SUPPLIED RECORDS>
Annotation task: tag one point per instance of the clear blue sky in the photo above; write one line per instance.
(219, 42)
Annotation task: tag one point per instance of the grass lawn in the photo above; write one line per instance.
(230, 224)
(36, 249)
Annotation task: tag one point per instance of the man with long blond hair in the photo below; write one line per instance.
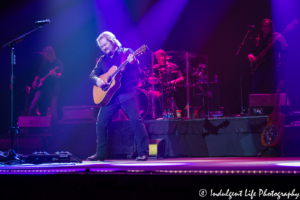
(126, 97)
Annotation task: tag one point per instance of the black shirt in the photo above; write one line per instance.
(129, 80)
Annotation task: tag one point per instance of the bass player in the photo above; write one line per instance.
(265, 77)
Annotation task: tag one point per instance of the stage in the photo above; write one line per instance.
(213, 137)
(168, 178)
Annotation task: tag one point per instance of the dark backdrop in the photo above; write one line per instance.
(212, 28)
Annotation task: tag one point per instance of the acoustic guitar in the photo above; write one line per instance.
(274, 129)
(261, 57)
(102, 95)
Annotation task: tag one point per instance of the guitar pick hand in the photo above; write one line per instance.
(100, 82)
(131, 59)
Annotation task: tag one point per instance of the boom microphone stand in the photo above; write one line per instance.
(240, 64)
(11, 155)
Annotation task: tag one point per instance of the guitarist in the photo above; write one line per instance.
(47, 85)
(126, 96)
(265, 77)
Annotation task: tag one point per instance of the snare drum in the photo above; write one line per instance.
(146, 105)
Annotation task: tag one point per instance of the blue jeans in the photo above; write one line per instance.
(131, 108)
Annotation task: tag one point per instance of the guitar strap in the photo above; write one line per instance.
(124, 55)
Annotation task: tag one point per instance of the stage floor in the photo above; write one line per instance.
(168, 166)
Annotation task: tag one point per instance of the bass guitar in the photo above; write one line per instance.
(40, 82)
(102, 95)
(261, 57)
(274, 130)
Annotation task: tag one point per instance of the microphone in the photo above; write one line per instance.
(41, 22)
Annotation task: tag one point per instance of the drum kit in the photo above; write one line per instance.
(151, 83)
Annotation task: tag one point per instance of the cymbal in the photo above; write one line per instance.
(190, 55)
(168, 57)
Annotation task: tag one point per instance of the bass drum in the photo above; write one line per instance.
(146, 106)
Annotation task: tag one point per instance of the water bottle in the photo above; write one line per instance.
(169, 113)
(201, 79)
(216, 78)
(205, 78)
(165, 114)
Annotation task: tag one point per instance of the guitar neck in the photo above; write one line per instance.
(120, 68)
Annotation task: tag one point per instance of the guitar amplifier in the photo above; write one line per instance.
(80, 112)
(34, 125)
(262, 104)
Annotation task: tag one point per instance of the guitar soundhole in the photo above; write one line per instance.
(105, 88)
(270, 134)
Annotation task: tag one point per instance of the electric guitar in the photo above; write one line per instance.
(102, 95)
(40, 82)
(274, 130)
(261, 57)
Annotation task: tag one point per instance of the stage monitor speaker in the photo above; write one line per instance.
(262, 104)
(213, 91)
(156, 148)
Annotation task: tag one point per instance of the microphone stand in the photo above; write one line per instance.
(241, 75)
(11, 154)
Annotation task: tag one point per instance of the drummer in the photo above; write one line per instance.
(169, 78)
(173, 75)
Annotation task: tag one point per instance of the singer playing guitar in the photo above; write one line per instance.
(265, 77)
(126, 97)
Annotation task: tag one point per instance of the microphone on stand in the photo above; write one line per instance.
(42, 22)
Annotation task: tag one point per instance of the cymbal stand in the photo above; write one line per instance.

EXERCISE DESCRIPTION>
An exact reproduction of every record above is required, with no pictures included.

OUTPUT>
Annotation task: tag one point per instance of the clear blue sky in the photo above; write one line per instance.
(219, 42)
Annotation task: tag one point per instance of the grass lawn in the photo above; write one line per instance.
(230, 224)
(36, 249)
Annotation task: tag one point per instance of the man with long blond hair in the photo below; write one line per instance.
(126, 97)
Annotation task: tag one point per instance of the black shirt in the photo above; write one line per instance.
(129, 80)
Annotation task: tag one point per instance of the bass player in the photo above; write one line per instance.
(265, 77)
Annotation task: tag one point per instance of the stage in the photo above; write one line per instance.
(213, 137)
(168, 178)
Annotation task: tag one point per instance of the dark backdrop in the photo above; write one line per instance.
(212, 28)
Annotation task: tag one point per instance of the acoustic guitar in the photo above; write one line per instance.
(274, 129)
(261, 57)
(102, 95)
Annotation task: tag one point per instance of the guitar pick hand in the photo above; write one line per instance.
(100, 82)
(131, 59)
Annotation task: tag one point per instance of the boom microphone stand in the photo above; write one line per instance.
(240, 64)
(11, 155)
Annotation task: tag one point per instance of the guitarist in the photo above; write one line per instance.
(47, 85)
(126, 96)
(265, 77)
Annotation task: tag one point per instance of the snare drum in the photo above; write one line per instance.
(146, 105)
Annotation task: tag one point per instance of the blue jeans in the photo above; write one line per instance.
(131, 108)
Annotation task: tag one point per instance of the guitar strap in the photo above; write one line per instance.
(124, 55)
Annotation task: tag one point per instance of the stage floor in the photo above; write one line per instance.
(168, 166)
Annotation task: tag one point per instance of the bass guitar in the photo above; write one line per instance.
(40, 82)
(102, 95)
(261, 57)
(274, 130)
Annotation task: tag one point per instance of the microphone in the photo above; write one line per instance.
(41, 22)
Annotation task: tag one point per instance of the drum kit in the photo above; write one line per instance.
(151, 83)
Annotation task: tag one point per instance of the cymbal in the photo above; write one line per instance.
(190, 55)
(168, 57)
Annotation task: tag one point per instance of the bass drum in the photo above; write one line per instance.
(146, 106)
Annotation task: tag one point per instance of the water bottle in the photo above; write one line per instance.
(169, 113)
(201, 79)
(216, 78)
(205, 78)
(165, 114)
Annotation task: tag one point per instance of the guitar neck in the photo above; write one line per instance.
(120, 68)
Annotation task: tag one point per instance of the guitar amplifier in the photo above; write one line per instance.
(80, 112)
(34, 125)
(262, 104)
Annotation task: tag one point per instance of the guitar soundhole in the photo above; write one line per instance.
(105, 88)
(270, 134)
Annotation task: tag one point per instance of the electric guitar in the photo above; write one line per instance.
(102, 95)
(40, 82)
(274, 130)
(261, 57)
Annotation task: tag one point per instance of the stage monitor speaker in the photo above; write one line per instance.
(262, 104)
(213, 91)
(156, 148)
Annotation task: tag one point per instance of the microphone stand in the photo above; write one line per instance.
(241, 75)
(11, 154)
Annotation task: tag one point per instance of the drummer in the photo above; write one line per instance.
(169, 78)
(173, 75)
Annotation task: tag one point per instance of the singer playing guitar in the photo above; write one line per instance.
(265, 77)
(126, 97)
Annotation task: tag one point per instance of the microphone on stand in the photo above; write one line per instance.
(42, 22)
Annotation task: tag one point per instance of the cymbal stand in the photo above; write one line per instance.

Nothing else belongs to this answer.